U bent hier

Onderneming & Personeel
Vragen over vakantiedagen: zes antwoorden op een rij

Vragen over vakantiedagen: zes antwoorden op een rij

Rond de zomerperiode hebben werknemers regelmatig vragen over hun vakantiedagen. Vragen die de werkgever moet beantwoorden. In dit nieuwsartikel staan de antwoorden op zes veelgestelde vragen op een rij.

Werknemers die geen vakantie opnemen, willen misschien weten of ze hun dagen kunnen laten uitbetalen en werknemers die wél op vakantie willen, vragen zich misschien af of de werkgever de vakantie kan weigeren. Misschien wil een nieuwe werknemer weten of hij de vakantiedagen die hij bij zijn vorige werkgever over had, alsnog kan inzetten voor vakantie of wil een werknemer vakantiedagen bijkopen.

— OPDRACHT 1 —
Noem alle kwesties over vakantiedagen waarover werknemers volgens de laatste alinea van het artikel over vakantiedagen iets willen weten.
— OPDRACHT 2 —
In welke periode hebben werknemers volgens het artikel over vakantiedagen regelmatig vragen over hun vakantiedagen?
— OPDRACHT 3 —
Ga verder met het artikel over vakantiedagen, te beginnen na de laatste zin.
De rijen zijn voor deze opdrachten niet nodig.

— GEGEVENSSET —
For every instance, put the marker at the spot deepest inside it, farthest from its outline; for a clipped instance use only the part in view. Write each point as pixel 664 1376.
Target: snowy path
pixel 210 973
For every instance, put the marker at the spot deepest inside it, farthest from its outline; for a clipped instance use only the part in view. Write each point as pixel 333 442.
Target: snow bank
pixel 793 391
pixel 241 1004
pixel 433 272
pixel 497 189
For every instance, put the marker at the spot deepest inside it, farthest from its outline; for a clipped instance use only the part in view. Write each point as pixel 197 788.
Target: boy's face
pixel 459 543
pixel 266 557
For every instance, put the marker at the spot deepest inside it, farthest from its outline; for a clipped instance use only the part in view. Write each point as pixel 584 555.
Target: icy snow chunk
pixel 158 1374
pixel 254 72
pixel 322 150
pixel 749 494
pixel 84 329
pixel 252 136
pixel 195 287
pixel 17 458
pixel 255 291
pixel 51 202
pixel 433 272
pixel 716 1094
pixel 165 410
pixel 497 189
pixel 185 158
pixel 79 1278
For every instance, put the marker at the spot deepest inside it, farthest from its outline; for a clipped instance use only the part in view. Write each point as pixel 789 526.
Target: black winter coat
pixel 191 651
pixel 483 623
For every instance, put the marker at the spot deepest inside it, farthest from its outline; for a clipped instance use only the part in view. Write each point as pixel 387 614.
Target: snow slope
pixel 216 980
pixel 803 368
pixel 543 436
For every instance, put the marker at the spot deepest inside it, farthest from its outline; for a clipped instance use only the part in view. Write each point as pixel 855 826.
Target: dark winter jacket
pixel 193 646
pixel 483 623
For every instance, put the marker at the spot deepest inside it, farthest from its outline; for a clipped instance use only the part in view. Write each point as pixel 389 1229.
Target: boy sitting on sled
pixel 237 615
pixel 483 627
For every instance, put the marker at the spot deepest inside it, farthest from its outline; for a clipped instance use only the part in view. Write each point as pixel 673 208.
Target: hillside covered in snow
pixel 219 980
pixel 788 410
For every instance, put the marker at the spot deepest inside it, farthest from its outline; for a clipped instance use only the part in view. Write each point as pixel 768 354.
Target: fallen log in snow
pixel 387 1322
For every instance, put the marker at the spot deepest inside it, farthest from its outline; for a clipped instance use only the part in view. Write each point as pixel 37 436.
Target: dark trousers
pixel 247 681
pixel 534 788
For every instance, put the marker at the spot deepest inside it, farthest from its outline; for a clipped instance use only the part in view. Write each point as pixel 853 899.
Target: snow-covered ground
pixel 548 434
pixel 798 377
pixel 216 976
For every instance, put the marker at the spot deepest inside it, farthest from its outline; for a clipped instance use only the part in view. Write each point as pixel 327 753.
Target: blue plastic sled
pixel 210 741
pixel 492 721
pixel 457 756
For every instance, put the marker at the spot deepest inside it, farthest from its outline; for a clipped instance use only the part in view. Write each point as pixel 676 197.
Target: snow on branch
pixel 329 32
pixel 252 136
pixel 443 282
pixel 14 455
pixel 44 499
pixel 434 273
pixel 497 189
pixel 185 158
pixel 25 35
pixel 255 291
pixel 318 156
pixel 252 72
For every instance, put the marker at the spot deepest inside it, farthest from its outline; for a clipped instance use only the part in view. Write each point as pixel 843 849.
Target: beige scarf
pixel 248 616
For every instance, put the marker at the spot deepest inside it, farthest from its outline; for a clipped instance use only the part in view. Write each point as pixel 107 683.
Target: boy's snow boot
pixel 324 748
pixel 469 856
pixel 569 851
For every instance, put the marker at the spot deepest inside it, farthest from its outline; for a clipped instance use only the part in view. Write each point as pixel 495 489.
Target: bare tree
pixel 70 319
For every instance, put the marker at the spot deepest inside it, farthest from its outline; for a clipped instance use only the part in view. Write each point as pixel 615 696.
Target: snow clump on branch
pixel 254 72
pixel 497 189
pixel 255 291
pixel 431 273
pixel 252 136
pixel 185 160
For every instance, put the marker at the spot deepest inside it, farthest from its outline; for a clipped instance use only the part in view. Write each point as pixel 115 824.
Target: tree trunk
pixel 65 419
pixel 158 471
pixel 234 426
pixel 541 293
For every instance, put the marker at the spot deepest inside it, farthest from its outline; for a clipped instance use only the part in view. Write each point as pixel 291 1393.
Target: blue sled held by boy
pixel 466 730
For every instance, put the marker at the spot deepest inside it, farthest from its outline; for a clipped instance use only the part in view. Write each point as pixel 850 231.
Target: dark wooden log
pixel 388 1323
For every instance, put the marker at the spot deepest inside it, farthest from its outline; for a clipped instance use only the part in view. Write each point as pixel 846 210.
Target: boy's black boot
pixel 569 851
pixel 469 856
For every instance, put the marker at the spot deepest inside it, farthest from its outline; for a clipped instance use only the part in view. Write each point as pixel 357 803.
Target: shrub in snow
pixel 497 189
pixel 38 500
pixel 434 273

— ANTWOORD 1 —
- Of ze hun vakantiedagen kunnen laten uitbetalen als ze geen vakantie opnemen.
- Of de werkgever de vakantie kan weigeren.
- Of een nieuwe werknemer de vakantiedagen die hij bij zijn vorige werkgever over had, alsnog kan inzetten voor vakantie.
- Of een werknemer vakantiedagen kan bijkopen.

— ANTWOORD 2 —
Rond de zomerperiode.

— ANTWOORD 3 —
Zes antwoorden op vragen over vakantiedagen

  1. De werkgever mag de wettelijke vakantiedagen (V&A) van een werknemer niet uitbetalen zolang de werknemer nog in dienst is, ook niet als de werknemer hier zelf mee instemt. Of een werkgever de bovenwettelijke vakantiedagen tijdens het dienstverband mag uitbetalen, hangt af van de regels die hierover in de cao of arbeidsovereenkomst staan. Bij uitdiensttreding mag hij zowel de wettelijke als de bovenwettelijke vakantiedagen uitbetalen.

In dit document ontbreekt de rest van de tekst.